Артемьев рассказал, что ему устроили очную ставку с Кучеровой, причем обоих по очереди били на этой очной ставке, поскольку они отказывались давать показания друг на друга. Кучерову раздевали почти догола и били по груди. В конце концов Артемьев не выдержал пыток и подписал написанные следователем «показания», что он является немецким шпионом и членом правотроцкистской организации. Затем в присутствии секретаря обкома партии Седина он от своих показаний отказался, рассчитывая, что Седин примет меры к правильному разбору дела, но вместо этого Артемьева снова стали пытать, и он вынужден был снова подписать ранее подписанные ложные показания и добавить к ним, что он еще и японский шпион.
От Артемьева же я узнал, что в одной из камер лежит тяжело избитый, с проломленным черепом бывший третий секретарь обкома партии Константин Иванович Шульцев, который также отказался в присутствии Седина от подписанных ранее под пытками ложных показаний, после чего был зверски избит. (Впоследствии все это мне подтвердил сам К. И. Шульцев, который уцелел чудом.)
Наслушавшись в камере обо всех этих ужасах, я сначала не хотел всему этому верить. Мне казалось, что хуже того, что было со мною в Москве, уже быть не может. Но в эту же ночь я убедился, насколько точны и даже не полны были все рассказы моих сокамерников.
В ночь на 9 февраля я был вызван и доставлен на допрос к Рязанцеву. В кабинете уже находились Нарейко, Серебряков, Цирулев и Кононов.
— Ну как, будем говорить? — как только меня ввели, обратился ко мне с вопросом Рязанцев.
— О чем?
— Ах ты, сволочь! Ты не знаешь, о чем говорить? — сорвался со своего места Нарейко, и не успел я опомниться, как он сильнейшим ударом в голову сбил меня с ног.

**СОХРАНЁННЫЕ ДАННЫЕ**
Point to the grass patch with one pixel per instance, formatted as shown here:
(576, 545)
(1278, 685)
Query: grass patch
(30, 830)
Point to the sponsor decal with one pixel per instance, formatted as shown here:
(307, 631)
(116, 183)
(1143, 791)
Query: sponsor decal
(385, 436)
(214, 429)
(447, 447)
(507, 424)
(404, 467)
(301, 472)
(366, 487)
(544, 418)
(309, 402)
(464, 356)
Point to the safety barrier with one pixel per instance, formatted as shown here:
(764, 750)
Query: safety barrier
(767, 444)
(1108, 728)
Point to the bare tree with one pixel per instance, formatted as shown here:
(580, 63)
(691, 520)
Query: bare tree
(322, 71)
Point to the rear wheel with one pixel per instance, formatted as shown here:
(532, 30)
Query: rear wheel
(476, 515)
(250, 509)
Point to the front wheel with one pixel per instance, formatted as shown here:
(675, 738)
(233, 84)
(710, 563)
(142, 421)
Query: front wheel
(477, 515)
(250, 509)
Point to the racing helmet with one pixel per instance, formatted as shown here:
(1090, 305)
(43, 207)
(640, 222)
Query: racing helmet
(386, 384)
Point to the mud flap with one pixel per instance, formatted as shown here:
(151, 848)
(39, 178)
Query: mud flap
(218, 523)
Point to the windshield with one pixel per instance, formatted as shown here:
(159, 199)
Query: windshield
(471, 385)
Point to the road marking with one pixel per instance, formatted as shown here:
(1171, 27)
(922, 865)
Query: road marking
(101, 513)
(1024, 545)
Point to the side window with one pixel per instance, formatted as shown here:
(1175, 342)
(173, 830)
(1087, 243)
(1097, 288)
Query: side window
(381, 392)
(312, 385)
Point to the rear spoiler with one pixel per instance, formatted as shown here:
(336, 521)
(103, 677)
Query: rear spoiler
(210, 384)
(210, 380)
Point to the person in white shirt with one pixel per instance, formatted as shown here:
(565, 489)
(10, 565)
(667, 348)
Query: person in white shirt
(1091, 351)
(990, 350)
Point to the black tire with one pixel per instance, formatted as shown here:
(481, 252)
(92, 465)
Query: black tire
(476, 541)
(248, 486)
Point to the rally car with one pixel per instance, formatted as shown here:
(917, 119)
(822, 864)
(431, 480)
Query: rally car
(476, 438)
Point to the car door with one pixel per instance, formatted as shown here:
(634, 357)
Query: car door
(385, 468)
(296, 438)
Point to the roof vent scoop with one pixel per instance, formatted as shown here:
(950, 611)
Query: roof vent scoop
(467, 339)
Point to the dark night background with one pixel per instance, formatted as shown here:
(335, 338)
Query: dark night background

* * *

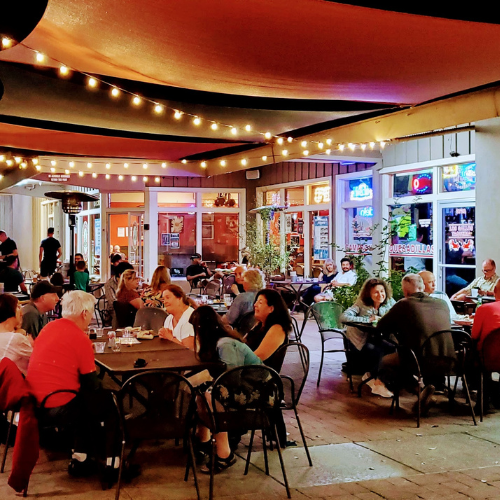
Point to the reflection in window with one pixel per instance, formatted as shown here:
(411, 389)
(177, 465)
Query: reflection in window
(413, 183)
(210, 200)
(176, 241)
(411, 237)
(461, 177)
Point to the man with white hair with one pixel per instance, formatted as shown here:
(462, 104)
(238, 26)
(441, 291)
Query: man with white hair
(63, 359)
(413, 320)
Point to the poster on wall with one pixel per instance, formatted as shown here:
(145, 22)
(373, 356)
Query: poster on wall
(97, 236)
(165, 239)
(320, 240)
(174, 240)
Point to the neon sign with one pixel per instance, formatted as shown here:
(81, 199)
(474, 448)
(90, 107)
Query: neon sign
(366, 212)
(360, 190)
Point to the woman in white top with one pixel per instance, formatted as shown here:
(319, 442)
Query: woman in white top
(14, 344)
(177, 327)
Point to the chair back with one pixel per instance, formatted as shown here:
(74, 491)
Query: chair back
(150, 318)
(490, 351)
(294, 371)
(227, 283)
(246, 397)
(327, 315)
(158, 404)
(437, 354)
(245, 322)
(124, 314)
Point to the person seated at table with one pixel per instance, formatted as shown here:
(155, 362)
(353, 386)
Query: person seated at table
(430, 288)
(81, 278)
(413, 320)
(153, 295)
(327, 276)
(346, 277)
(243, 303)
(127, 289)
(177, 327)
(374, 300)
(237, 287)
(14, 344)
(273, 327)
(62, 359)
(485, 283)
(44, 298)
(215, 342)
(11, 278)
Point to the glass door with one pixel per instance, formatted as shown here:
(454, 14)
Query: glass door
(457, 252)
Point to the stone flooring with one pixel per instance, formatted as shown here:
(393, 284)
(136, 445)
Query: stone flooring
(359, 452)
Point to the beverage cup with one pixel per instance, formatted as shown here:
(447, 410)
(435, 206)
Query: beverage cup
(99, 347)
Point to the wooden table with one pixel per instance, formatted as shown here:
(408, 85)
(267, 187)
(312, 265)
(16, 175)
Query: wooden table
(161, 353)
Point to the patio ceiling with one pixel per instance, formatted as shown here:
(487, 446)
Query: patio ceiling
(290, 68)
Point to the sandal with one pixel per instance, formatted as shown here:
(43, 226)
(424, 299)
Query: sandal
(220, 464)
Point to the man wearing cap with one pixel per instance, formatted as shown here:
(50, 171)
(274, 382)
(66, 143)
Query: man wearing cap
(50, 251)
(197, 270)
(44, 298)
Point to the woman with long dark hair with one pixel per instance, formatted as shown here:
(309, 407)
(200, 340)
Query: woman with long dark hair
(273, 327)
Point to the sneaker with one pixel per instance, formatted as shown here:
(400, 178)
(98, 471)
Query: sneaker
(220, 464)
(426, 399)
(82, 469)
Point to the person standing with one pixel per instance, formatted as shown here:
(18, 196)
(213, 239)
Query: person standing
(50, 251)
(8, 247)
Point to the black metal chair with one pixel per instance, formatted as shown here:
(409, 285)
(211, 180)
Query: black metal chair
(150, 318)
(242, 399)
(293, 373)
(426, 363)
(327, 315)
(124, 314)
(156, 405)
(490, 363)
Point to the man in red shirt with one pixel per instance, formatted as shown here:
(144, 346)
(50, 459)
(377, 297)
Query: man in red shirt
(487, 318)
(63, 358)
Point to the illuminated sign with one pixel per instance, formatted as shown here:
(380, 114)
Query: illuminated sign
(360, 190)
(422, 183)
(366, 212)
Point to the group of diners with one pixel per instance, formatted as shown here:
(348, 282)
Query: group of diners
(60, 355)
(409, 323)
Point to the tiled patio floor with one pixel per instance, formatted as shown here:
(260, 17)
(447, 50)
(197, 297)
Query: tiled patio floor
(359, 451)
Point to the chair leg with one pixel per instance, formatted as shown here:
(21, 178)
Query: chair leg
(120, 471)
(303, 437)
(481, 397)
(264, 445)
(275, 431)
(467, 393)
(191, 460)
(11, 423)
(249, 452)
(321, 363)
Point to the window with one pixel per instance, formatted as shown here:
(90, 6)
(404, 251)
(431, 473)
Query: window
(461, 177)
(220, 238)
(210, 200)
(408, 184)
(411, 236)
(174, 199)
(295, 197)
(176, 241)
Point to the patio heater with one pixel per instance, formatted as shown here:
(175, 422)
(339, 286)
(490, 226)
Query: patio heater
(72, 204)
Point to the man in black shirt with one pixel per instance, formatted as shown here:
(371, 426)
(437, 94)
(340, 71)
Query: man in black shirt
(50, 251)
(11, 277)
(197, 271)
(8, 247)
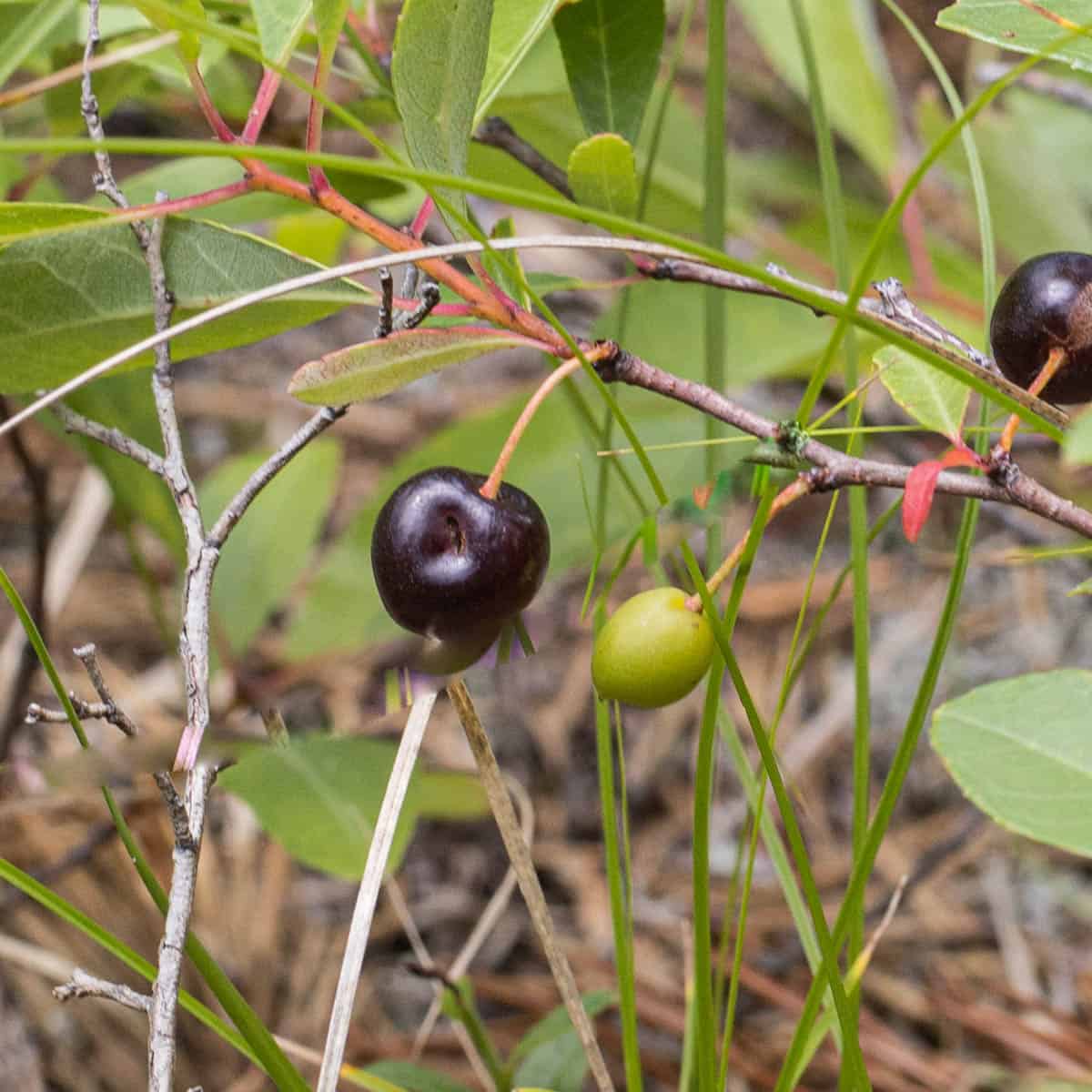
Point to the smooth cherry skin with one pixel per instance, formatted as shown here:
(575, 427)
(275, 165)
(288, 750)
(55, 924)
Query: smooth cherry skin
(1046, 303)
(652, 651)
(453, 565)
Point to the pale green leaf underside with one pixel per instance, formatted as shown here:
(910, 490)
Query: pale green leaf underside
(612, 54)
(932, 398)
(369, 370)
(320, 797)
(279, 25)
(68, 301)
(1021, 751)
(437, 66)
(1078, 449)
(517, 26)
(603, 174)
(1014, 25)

* * *

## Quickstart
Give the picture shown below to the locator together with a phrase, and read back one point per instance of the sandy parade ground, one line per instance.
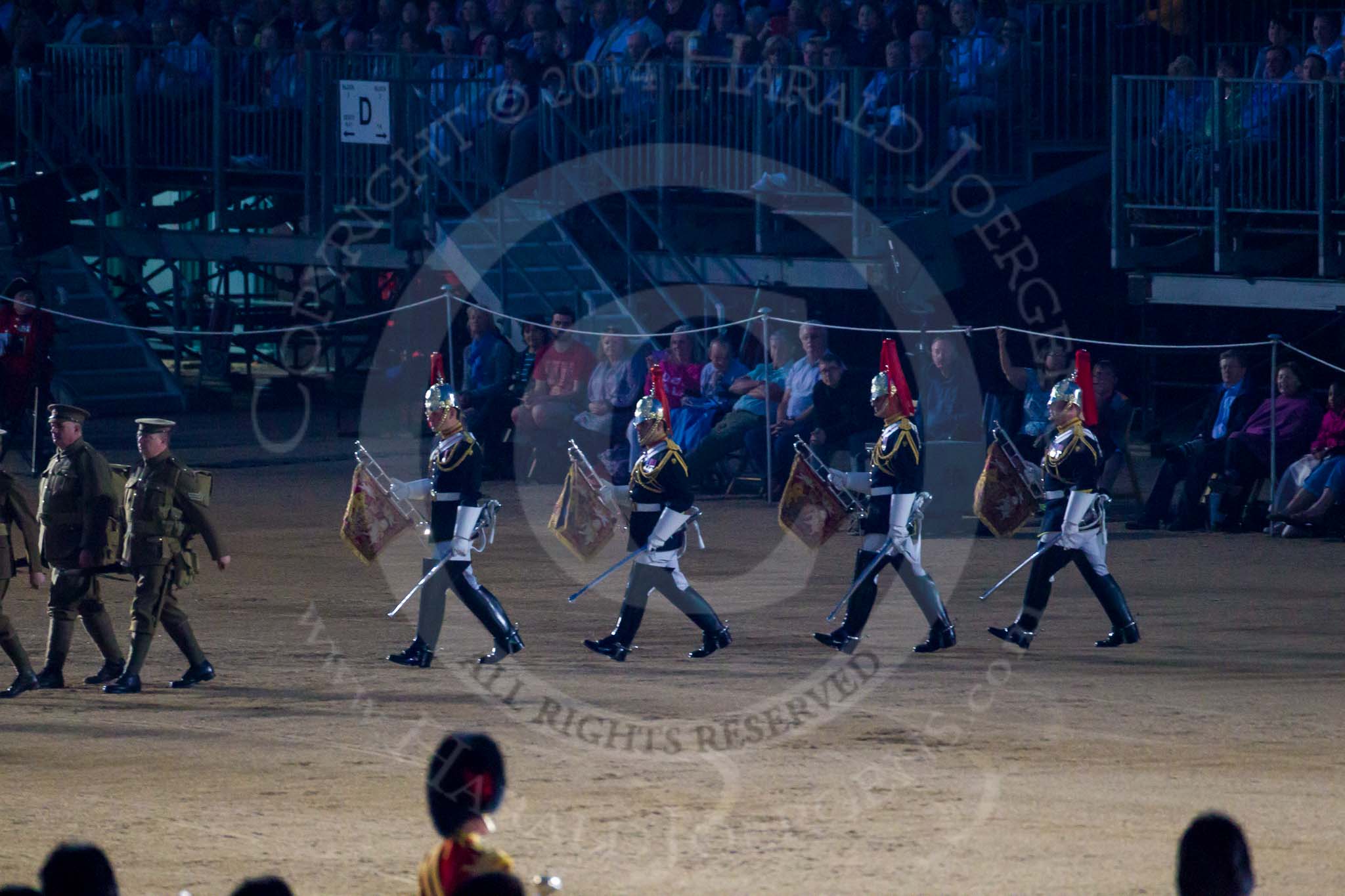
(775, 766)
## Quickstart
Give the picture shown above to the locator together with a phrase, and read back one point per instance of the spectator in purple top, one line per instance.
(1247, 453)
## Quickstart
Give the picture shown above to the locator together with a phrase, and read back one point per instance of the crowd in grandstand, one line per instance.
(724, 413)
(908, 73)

**ЗАДАНИЕ**
Воспроизведите дословно фрагмент текста о допросах, который открывается словами «Наслушавшись в камере» и завершается словами «Цирулев и Кононов.».

**ВЫПОЛНЕННОЕ ЗАДАНИЕ**
Наслушавшись в камере обо всех этих ужасах, я сначала не хотел всему этому верить. Мне казалось, что хуже того, что было со мною в Москве, уже быть не может. Но в эту же ночь я убедился, насколько точны и даже не полны были все рассказы моих сокамерников.
В ночь на 9 февраля я был вызван и доставлен на допрос к Рязанцеву. В кабинете уже находились Нарейко, Серебряков, Цирулев и Кононов.